▶ _GIVEN EXERCISE A_
Answer these questions from the Singapore summit passage, one answer per line, marked (i), (ii), (iii) like the questions.
(i) Which hotel is the North Korean delegation staying at?
(ii) What total sum is Singapore spending on the summit?
(iii) What did the North Korean advance team do in Singapore?
▶ _GIVEN EXERCISE B_
Rewrite the Singapore summit passage, starting with "The North Korean delegation" and going on through "on the summit.", with "delegation" replaced by "party".

··· SELECTED TEXT

Mr Kim, who is Chairman of North Korea's State Affairs Commission, arrived in Singapore on Sunday for a historic summit today with United States President Donald Trump to discuss possible denuclearisation efforts.
The North Korean delegation is staying at The St Regis Singapore.
Dr Balakrishnan also said the expenditure is part of the $20 million that Singapore is spending on the summit.
The BBC interviewer, noting that Mr Kim is notoriously paranoid about his safety, asked what Singapore did to reassure him.
Dr Balakrishnan said the North Korean advance team came to Singapore, walked the grounds, checked the hotels and met local officials. "I think over the weeks that they spent with us, they gained greater confidence that we are sort of no-nonsense but efficient people," he said. "We are good for our word, we are meticulous, we pay attention to details - every smallest detail. "
Today's summit comes after what Dr Balakrishnan described as 70 years of suspicion, war and diplomatic failures. "This is not the way conventional diplomacy would have been conducted, but perhaps you need two very unconventional leaders to have brought us to this stage," he said.
Still, he noted that decades of tension cannot be resolved in one meeting, although, based on his interactions with their staff and meeting them personally, "both are supremely confident, both are hopeful".
Asked what he thought brought Mr Kim to the negotiating table, Dr Balakrishnan listed a number of factors and added that his views were "purely speculative".
These include Mr Kim feeling he has achieved his military objectives and that it is "time for economic development".
Also, Mr Trump has "been willing to break the taboos and boundaries of the past, and give him an opportunity to meet face to face as equals", said Dr Balakrishnan.
"The stars are aligned, but we must avoid wishful optimism... Let's just have hope based on a realistic assessment of what could or may not happen."

······
··· DATA SECTION

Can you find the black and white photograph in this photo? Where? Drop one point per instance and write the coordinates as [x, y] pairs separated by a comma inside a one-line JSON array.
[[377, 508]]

······

▶ _EXERCISE ANSWER A_
(i) The St Regis Singapore.
(ii) $20 million.
(iii) It walked the grounds, checked the hotels and met local officials.

▶ _EXERCISE ANSWER B_
The North Korean party is staying at The St Regis Singapore.
Dr Balakrishnan also said the expenditure is part of the $20 million that Singapore is spending on the summit.